- Given exercise A:
In the post about California's board diversity bill, what is the minimum number of directors from an underrepresented community that a covered corporation must have on its board?
- Given exercise B:
Continue the post about California's board diversity bill from its final sentence.
___ Extract to read ___
The is what the bill says (excerpt):

> a publicly held domestic or foreign corporation whose principal executive offices, according to the corporation’s SEC 10-K form, are located in California shall have a minimum of one director from an underrepresented community on its board

> “Director from an underrepresented community” means an individual who self-identifies as Black, African American, Hispanic, Latino, Asian, Pacific Islander, Native American, Native Hawaiian, or Alaska Native, or who self-identifies as gay, lesbian, bisexual, or transgender.



So as someone who is mixed (Cape Verdean father, Irish/Jewish mother), identifies as mixed, but is white passing (Latino passing in the summer if I get sun... which is rare these days. Spoken to in Spanish quite a bit), how would that work?

I ask in a meaningful way, not to spark an argument. It's just that this is so confusing.

Like I did not grow up with the hassle or hate (with exception of a few racist remarks made to me growing up after being asked my background) that my brown family members and friends encountered and still encounter today, but I could still benefit from legislation like this? It just seems off.
___ Provided material ___
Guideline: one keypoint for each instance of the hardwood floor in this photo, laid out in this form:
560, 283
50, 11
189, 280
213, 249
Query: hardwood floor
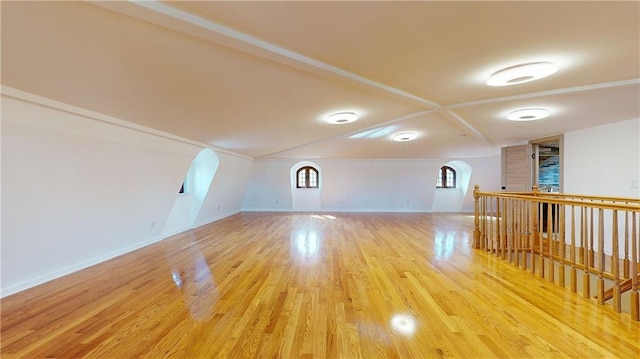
301, 285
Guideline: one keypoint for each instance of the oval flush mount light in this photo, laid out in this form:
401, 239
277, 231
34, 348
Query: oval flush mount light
342, 117
528, 114
405, 136
522, 73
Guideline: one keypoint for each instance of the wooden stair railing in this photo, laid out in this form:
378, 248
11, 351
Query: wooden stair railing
625, 286
551, 234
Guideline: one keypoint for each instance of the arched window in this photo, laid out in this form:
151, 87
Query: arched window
307, 177
446, 178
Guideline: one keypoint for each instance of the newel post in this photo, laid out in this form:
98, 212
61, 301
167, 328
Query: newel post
476, 231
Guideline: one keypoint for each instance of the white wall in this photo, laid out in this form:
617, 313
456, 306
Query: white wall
603, 160
77, 191
227, 190
365, 185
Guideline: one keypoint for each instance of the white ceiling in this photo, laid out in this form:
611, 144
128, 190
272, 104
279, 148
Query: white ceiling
258, 78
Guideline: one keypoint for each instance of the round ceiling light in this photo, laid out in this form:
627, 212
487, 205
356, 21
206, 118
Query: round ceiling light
528, 114
342, 117
405, 136
522, 73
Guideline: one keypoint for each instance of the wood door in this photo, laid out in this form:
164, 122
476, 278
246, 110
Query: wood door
517, 170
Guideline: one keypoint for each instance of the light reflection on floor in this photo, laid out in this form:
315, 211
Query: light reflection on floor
444, 243
194, 280
305, 245
404, 324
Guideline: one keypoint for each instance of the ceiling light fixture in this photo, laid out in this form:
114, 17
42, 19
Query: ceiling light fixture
342, 117
522, 73
528, 114
405, 136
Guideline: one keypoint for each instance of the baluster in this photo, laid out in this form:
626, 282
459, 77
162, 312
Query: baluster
592, 252
626, 263
489, 220
526, 228
572, 252
518, 233
550, 235
476, 221
505, 229
498, 234
561, 243
535, 233
600, 256
586, 278
541, 242
615, 264
635, 297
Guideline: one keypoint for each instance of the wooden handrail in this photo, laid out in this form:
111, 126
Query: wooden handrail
550, 233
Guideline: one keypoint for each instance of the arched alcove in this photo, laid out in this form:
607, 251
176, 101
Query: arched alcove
306, 199
452, 199
197, 182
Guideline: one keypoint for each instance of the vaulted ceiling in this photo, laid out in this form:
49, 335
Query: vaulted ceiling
259, 78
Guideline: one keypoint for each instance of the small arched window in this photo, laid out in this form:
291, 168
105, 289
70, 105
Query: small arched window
446, 178
307, 177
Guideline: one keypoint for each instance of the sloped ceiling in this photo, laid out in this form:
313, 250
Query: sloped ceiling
258, 78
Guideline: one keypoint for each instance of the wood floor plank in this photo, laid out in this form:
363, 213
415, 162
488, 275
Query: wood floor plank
301, 285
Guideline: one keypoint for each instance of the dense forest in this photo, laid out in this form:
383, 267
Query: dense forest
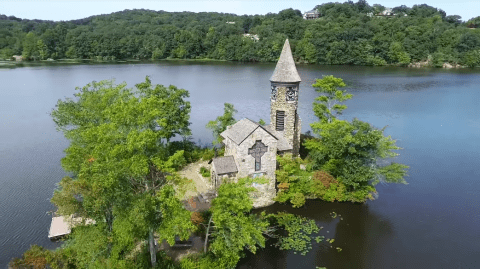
___
- Response A:
At least one director.

- Response B:
Also, couldn't people just game this and say they're xyz or how is this proven? If it weren't by self identification, birth certificates seem like they'd be an issue. For example, because my father was black but light skinned my grandmother got away with putting caucasian down on his birth certificate thinking it'd benefit him somehow in life, but if you saw him you'd say he's black. So what is he and his offspring considered officially when his whole life he has identified as black and my siblings and I as mixed?

Idk this just sounds weird to me

Edit: Sorry to OP. Not directly speaking to your pointing out of this being unconstitutional in California. Just that it's the first post I saw summarizing the legislation and was commenting on that


What stops someone from identifying as African American? If you go back long enough, all our ancestors came from Africa.


Isn’t it as easy as self-identifying as gay?